Entries from a pointing dataset
⟨

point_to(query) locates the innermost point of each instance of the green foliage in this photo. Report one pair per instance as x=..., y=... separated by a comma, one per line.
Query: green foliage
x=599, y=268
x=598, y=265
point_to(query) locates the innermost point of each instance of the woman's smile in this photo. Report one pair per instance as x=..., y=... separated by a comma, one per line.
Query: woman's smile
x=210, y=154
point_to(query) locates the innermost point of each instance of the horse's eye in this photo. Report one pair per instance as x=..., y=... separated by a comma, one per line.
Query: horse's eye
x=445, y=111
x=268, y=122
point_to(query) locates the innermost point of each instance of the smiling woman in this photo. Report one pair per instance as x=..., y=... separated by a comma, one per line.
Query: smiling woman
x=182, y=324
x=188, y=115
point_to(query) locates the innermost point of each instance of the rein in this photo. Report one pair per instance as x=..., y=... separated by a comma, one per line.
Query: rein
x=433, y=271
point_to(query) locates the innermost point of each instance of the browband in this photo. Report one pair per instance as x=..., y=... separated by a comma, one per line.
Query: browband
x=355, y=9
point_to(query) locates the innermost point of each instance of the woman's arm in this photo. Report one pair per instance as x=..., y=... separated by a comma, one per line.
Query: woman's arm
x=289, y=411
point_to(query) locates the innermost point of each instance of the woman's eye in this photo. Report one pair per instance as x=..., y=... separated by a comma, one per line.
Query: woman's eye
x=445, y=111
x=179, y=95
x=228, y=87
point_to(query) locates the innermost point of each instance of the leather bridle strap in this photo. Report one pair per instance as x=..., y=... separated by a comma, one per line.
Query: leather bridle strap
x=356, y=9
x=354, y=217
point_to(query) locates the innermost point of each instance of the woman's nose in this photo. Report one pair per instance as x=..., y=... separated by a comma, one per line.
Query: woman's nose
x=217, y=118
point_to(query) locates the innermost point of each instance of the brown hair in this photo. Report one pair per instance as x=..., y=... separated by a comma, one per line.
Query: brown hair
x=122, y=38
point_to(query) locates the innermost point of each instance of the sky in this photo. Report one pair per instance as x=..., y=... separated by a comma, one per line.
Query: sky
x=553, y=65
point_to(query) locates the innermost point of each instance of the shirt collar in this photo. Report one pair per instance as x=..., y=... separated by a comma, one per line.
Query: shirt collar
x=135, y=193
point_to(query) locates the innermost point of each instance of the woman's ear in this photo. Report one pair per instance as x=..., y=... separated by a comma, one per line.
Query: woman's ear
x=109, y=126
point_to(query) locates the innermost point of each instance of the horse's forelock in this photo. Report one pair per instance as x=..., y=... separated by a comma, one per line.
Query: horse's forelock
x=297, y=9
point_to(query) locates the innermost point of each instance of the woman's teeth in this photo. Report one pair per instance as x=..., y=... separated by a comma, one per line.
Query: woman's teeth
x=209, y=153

⟩

**Work to do**. Scale the coordinates in the answers by 2.2, rounding each to the nearest whole number with halves going up, and write out every line starting with the one containing "the woman's eye" and going on through the one containing "x=228, y=87". Keep all other text in those lines unchanged.

**Task solution**.
point_to(query) locates the innermost point of each instance of the woman's eye in this photo. Report one pair per instance as x=..., y=... separated by a comma, one per line.
Query: woman's eye
x=979, y=244
x=394, y=209
x=502, y=191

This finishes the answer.